EXCERPT TO READ:
--- Begin ---

Posts Tagged ‘internationalisation’

Internationalisation in edge Rails

Wednesday, July 23rd, 2008

After the announcement yesterday that Rails 2.2 will have support for internationalisation (i18n) in the core, I read the linked articles and was slightly surprised that rather than unifying/replacing the i18n plugins currently available, it will actually provide an API which makes creating a back-end for handling your locales easier.

I’ve been using Globalite in the Rails project I’m working on and while it’s the best solution I’ve tried, I was always frustrated by the use of YAML for it’s locale files. Thankfully the changes in Rails 2.2 will likely mean a move to pure Ruby locale files, introducing the benefits of namespaces and the ability to override/extend generic files with site-specific ones.

Now we just have to wait a few months for the release and see what plugins adapt/appear to take advantage of it.

Configuring MySQL to use UTF-8

Tuesday, July 15th, 2008

A project I’m working on at the moment is going to have multiple language options available, not all of which use the same alphabet (e.g. Russian and Chinese).

To lessen the pain commonly associated with internationalisation on the web, it’s beneficial to use the UTF-8 character set. This short summary from the Unicode Consortium may help explain better;

Unicode provides a unique number for every character, no matter what the platform, no matter what the program, no matter what the language.

Unicode enables a single software product or a single website to be targeted across multiple platforms, languages and countries without re-engineering. It allows data to be transported through many different systems without corruption.

Thankfully MySQL has supported Unicode for quite some time now, even if it’s not configured to use it by default.

First, let’s check what our settings are at the moment;

mysql> SHOW VARIABLES LIKE 'collation%';
+----------------------+-------------------+
| Variable_name        | Value             |
+----------------------+-------------------+
| collation_connection | latin1_swedish_ci |
| collation_database   | latin1_swedish_ci |
| collation_server     | latin1_swedish_ci |
+----------------------+-------------------+
3 rows in set (0.01 sec)
mysql> SHOW VARIABLES LIKE 'character_set%';
+--------------------------+----------------------------+
| Variable_name            | Value                      |
+--------------------------+----------------------------+
| character_set_client     | latin1                     | 
| character_set_connection | latin1                     | 
| character_set_database   | latin1                     | 
| character_set_filesystem | binary                     | 
| character_set_results    | latin1                     | 
| character_set_server     | latin1                     | 
| character_set_system     | utf8                       | 
| character_sets_dir       | /usr/share/mysql/charsets/ | 
+--------------------------+----------------------------+
8 rows in set (0.00 sec)

That’s to be expected, but it’s not really what we wanted.

Find your MySQL configuration file (on most Linux/BSD systems it’s /etc/my.cnf) and make sure it’s got the following statements under the relevant headers.

--- End ---

SOURCE DATA:
--- Begin ---

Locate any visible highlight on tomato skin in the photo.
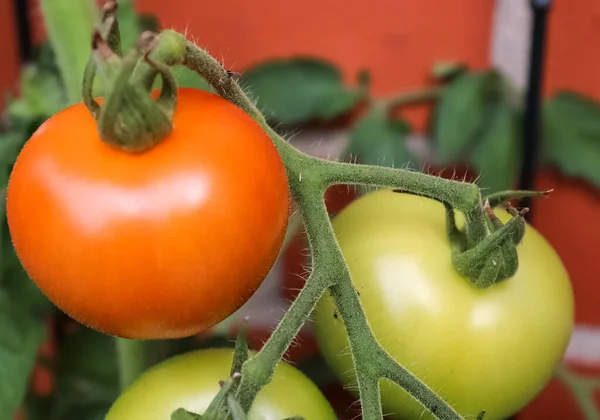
[7,88,289,339]
[313,189,574,419]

--- End ---

GIVEN REQUEST: In the internationalisation posts above, which i18n plugin had the writer been using in a Rails project, and what file format for its locale files caused frustration?

RESPONSE: Globalite, whose locale files used YAML.